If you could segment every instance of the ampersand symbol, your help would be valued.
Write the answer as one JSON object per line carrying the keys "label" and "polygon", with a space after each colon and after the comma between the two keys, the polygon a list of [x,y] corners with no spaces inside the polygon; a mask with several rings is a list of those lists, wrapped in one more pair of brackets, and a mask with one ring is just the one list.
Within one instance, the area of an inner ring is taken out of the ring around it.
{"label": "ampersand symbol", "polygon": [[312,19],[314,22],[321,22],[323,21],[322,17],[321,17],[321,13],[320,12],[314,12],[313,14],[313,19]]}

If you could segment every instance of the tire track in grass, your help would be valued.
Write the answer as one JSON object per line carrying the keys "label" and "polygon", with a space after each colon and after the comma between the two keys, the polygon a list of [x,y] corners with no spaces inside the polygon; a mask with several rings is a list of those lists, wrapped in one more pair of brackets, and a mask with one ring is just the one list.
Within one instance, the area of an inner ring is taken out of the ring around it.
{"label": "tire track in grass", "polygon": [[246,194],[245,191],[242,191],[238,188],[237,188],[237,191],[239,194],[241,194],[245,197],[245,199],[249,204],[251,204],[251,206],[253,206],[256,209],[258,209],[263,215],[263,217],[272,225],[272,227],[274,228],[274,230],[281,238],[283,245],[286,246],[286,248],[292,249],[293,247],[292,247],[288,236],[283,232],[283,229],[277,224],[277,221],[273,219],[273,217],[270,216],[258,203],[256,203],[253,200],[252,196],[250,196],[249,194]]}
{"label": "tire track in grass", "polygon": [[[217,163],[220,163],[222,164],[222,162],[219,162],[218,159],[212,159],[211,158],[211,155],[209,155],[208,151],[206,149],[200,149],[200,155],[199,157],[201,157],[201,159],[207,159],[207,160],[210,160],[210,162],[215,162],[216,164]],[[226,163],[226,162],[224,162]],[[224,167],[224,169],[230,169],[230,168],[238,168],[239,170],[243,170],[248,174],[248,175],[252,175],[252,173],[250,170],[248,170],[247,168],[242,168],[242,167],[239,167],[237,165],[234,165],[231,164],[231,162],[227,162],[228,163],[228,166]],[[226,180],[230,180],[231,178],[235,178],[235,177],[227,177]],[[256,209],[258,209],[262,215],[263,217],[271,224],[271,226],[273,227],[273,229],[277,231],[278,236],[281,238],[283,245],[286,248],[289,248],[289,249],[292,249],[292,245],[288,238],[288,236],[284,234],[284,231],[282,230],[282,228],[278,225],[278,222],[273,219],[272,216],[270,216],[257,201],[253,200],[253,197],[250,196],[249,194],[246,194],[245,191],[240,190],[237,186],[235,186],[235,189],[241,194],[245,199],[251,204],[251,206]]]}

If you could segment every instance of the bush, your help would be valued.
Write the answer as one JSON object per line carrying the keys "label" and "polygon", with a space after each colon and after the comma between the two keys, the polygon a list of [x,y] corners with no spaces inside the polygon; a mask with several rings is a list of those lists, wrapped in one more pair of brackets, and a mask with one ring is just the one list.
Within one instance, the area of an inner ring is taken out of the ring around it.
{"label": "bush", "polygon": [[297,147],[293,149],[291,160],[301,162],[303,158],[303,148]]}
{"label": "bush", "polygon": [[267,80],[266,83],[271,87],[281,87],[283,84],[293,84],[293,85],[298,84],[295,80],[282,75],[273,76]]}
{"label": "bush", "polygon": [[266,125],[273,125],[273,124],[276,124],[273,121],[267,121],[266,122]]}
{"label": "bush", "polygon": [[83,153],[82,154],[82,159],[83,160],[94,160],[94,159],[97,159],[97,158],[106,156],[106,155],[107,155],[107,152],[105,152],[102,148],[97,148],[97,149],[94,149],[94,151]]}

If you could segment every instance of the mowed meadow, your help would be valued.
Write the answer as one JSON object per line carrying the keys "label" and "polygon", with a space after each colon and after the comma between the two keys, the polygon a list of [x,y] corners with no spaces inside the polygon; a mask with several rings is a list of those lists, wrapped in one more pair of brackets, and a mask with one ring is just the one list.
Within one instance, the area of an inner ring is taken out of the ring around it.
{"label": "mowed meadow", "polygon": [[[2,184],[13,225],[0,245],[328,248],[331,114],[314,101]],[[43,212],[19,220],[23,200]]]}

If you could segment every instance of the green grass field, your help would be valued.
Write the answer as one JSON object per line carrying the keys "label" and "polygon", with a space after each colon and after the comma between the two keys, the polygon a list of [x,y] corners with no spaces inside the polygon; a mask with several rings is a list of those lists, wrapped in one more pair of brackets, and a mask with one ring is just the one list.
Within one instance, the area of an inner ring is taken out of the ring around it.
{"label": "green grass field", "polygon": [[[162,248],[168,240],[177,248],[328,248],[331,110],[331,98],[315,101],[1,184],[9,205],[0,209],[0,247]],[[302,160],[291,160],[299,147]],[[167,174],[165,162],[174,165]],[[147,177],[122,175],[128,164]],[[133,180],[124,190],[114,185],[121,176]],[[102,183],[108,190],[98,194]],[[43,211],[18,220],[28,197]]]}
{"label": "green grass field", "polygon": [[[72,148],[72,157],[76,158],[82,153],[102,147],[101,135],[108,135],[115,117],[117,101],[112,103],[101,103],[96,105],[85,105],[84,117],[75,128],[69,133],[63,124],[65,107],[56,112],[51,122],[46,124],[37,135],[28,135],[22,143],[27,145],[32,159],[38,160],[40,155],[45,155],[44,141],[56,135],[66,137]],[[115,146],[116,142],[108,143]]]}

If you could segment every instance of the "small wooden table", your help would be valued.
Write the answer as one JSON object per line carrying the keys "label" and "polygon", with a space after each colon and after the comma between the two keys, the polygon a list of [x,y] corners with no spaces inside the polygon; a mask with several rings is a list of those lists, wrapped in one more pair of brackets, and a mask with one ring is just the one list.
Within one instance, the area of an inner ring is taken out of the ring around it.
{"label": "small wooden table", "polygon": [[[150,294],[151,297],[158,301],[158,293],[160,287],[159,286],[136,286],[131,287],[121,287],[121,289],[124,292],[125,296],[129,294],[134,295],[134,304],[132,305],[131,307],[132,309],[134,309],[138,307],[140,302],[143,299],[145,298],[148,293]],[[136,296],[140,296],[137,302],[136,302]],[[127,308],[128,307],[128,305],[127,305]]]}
==================================================
__WRITTEN TASK__. Count the lines in the rows above that contain the string "small", matching case exactly, and give only that number.

__THE REPLY__. 2